On Tuesday, Apr 8, 2003, at 04:47 US/Pacific, Mahesh Vyas wrote:

Even if we set the TTL , How can it be forwarded to other simple routers as

TTL is in the packet. The router gets packets, decrements the TTL, and sends them on. I don't understand what problem you think you have or what problem you are trying to solve.

There immediate routers should support multicasting so that increasing the
hop count will make the data packet jump to <hop count set>* routers

I don't know what this means. What are "<hop count set>* routers"?


My aim is

When clients logs in it will send a multicast request to network searching
for the server
Server which is waiting in accept mode should get the client request

In same subnetwork it is possible but what in another subnetwork
i.e. XX.XX.22.XX can communicate with YY.YY.22.YY but not with YY.YY.23.YY
due to difference in subnetwork

Will the setting of hop count can send the request to later IP address.

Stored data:
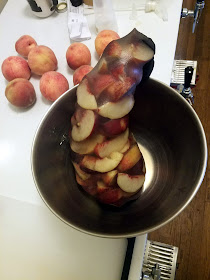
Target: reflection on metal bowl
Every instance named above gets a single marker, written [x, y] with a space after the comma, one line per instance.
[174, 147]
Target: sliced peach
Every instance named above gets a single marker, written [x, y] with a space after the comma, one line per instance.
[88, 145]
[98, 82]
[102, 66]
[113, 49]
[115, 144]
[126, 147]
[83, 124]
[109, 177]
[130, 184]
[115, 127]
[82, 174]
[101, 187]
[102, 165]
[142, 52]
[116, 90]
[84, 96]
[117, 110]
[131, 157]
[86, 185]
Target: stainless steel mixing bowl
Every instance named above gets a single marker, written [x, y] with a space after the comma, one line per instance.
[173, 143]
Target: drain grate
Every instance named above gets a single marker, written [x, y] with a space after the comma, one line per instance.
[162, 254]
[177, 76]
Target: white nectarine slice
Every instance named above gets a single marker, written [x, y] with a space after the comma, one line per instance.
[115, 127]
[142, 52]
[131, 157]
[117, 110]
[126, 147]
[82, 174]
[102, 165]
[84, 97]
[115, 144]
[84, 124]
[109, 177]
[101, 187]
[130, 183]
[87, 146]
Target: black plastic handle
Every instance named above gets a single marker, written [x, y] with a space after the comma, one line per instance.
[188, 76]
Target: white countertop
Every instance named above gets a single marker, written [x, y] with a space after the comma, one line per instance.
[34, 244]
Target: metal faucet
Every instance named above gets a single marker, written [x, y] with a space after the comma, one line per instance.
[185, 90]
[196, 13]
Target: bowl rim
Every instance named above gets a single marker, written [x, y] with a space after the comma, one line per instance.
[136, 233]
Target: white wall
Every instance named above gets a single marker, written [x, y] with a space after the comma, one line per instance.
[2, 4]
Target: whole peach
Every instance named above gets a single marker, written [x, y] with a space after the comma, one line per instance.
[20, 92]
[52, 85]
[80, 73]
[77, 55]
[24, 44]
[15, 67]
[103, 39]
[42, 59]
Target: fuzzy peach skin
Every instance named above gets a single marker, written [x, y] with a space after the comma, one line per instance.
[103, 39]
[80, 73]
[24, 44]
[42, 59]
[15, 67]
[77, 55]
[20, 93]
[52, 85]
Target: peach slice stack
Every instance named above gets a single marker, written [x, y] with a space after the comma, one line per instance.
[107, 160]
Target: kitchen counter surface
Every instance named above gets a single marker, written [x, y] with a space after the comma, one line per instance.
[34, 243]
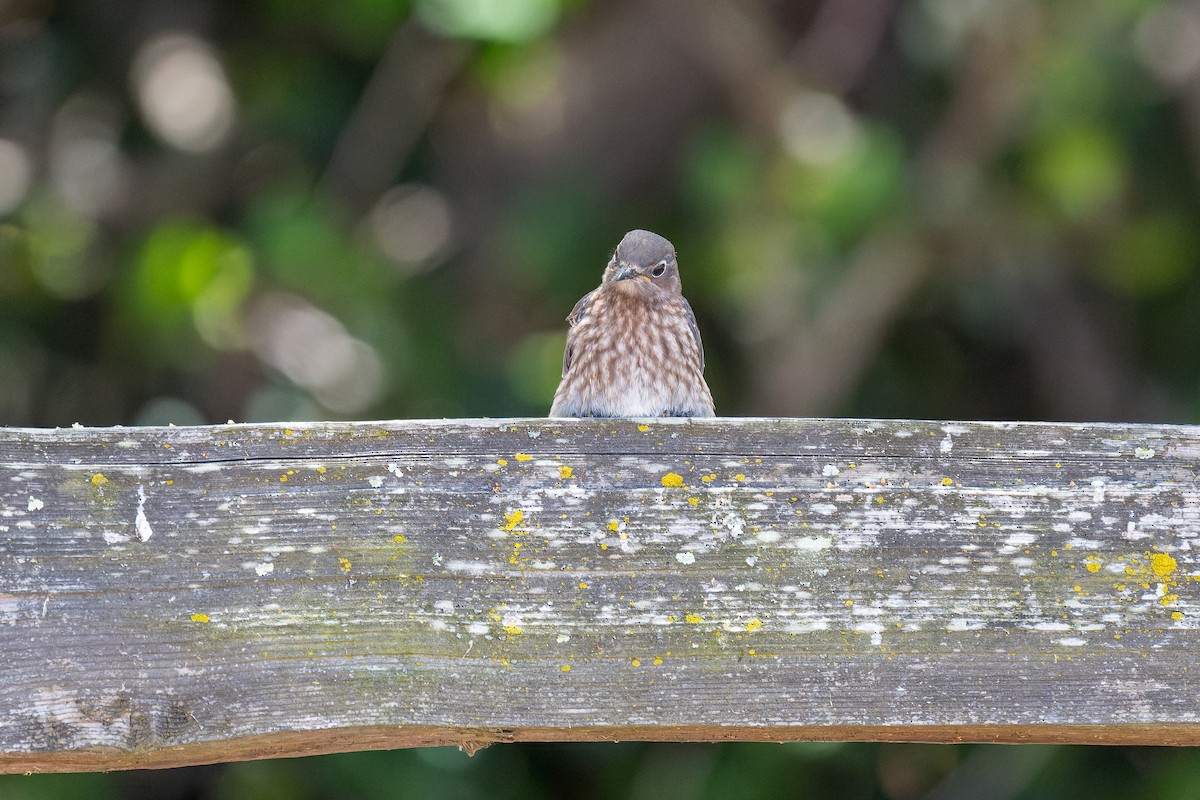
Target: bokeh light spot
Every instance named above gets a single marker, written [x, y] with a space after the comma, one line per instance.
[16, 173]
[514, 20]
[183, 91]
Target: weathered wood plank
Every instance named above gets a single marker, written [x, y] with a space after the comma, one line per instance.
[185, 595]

Tasks to carry out:
• A. Decide whether each statement below agrees with the email: (i) the router decrements the TTL before sending packets on; (ii) the reply's writer understands what "<hop count set>* routers" means; (iii) a client sends a multicast request when it logs in. Answer yes or no for each and quote the deciding words.
• B. Answer these questions from the email:
(i) On what day and date was the original message written?
(ii) In what mode is the server waiting?
(iii) Which address can XX.XX.22.XX not communicate with?
• C. Rewrite the part of the email that opens with the words containing "I don't know" and closes with "later IP address.", swapping "subnetwork" for "subnet".

Expected results:
• A.
(i) Yes: "The router gets packets, decrements the TTL, and sends them on."
(ii) No: "I don't know what this means."
(iii) Yes: "When clients logs in it will send a multicast request to network searching
for the server"

• B.
(i) Tuesday, Apr 8, 2003
(ii) Accept mode
(iii) YY.YY.23.YY

• C.
I don't know what this means. What are "<hop count set>* routers"?


My aim is

When clients logs in it will send a multicast request to network searching
for the server
Server which is waiting in accept mode should get the client request

In same subnet it is possible but what in another subnet
i.e. XX.XX.22.XX can communicate with YY.YY.22.YY but not with YY.YY.23.YY
due to difference in subnet

Will the setting of hop count can send the request to later IP address.